Typical though, when I try to do a good tee the ink went underneath again. I'm pretty sure it's caused being by too heavy handed when flooding?, problem is the stencil isn't always covered and when I go over it again to try and cover the stencil with ink there's too much elsewhere. Guessing there's a knack to getting good even floods too, without this problem?


----------



## PatWibble (Mar 7, 2014)

Stella Dave said:


> Thanks for all help, much appreciated. I've been out today and getting much better results using a few tips here. I raised off contact, used more angle and less pressure.
> Typical though, when I try to do a good tee the ink went underneath again. I'm pretty sure it's caused being by too heavy handed when flooding?, problem is the stencil isn't always covered and when I go over it again to try and cover the stencil with ink there's too much elsewhere. Guessing there's a knack to getting good even floods too, without this problem?


If the ink is too viscous then you will need to use too much pressure to flood.


----------



## StinkEye Dave (Jan 27, 2012)

PatWibble said:


> If the ink is too viscous then you will need to use too much pressure to flood.


Cheers Pat, definitely seems to be the case. I'll look into a curable reducer. All this small orders are costing a fortune in couriers!!
Thanks again.


----------



## StinkEye Dave (Jan 27, 2012)

I found tonight that if I flood with the squeegee nearly vertical I get a nice even thin layer!
Getting there, thanks again for help guys. Don't know where I'd be without this forum!


----------



## StinkEye Dave (Jan 27, 2012)

Any tips on what to do when your flood doesn't completely cover stencil?? I see catspit in a video just going over and over till it's covered but if I do that I get the problem as before of too much ink going into the stencil! Curable reducer again??

Also, when I remove my tees from platen my straight line print is going bit wonky with the way the fabric wants to sit. Is it just a case of pulling it off as straight as possible? I always try and put it on as straight as possible so that's not the problem.


----------



## OneTrickPony (Oct 16, 2013)

Add more ink to cover stencil and practise lining up shirts maybe flash before removing I dont know plastisol so probably discard my advice


----------



## vanmaninc (Jun 5, 2012)

I know its a old post lol but.. 

From my experience you not putting enough ink on that's why you getting gaps on the flood. Rather put over enough on you can always scoop it back into a recycle pot to use next time

as for the smudge edges that's a pressure thing.

I built a 24 platten line table based on onetrickpony's

was printing with water base. No off contact. And pull strokes on the line table. The more you print the faster you'll get on a line table.


----------



## StinkEye Dave (Jan 27, 2012)

It's a very old thread, sorted a long time ago!


----------
• • • • • • •
Task instructions => In the screen printing thread, what result comes from flooding with the squeegee nearly vertical?

Extracted information =>
• • • • • • •
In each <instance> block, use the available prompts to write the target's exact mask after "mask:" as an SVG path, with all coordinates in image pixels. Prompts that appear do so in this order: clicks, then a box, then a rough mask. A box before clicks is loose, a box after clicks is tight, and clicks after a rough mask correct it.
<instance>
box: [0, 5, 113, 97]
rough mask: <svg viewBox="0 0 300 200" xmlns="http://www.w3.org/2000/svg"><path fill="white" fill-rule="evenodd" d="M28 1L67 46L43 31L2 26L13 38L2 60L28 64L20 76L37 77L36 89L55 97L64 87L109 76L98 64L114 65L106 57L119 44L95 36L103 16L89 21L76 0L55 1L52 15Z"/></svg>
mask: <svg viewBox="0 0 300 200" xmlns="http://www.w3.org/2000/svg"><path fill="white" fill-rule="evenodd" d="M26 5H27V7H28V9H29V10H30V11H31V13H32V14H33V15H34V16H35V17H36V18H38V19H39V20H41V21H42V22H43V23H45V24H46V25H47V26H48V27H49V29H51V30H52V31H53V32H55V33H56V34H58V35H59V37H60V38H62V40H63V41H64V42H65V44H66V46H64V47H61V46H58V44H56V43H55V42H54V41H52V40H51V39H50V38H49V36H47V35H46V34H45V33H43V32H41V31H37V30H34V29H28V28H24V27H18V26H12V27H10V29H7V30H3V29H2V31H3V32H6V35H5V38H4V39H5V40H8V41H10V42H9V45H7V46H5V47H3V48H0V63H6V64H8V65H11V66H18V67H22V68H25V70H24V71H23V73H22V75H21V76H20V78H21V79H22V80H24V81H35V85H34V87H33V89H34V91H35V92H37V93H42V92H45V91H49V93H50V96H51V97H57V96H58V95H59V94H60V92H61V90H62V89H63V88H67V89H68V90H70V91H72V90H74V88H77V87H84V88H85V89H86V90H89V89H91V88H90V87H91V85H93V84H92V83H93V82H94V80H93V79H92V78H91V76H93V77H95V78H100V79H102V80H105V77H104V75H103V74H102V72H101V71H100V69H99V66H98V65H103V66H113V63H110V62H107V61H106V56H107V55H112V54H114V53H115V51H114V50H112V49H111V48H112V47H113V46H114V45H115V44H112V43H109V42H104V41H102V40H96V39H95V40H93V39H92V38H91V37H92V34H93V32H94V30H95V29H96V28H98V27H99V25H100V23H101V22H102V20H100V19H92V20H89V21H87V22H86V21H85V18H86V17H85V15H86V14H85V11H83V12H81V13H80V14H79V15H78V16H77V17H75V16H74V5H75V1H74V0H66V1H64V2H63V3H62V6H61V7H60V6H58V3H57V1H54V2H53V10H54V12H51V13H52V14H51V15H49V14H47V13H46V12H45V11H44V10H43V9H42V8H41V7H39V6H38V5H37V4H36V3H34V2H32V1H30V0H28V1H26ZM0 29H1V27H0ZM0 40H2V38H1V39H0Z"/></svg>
• • • • • • •
Answer to this exercise => A nice even thin layer.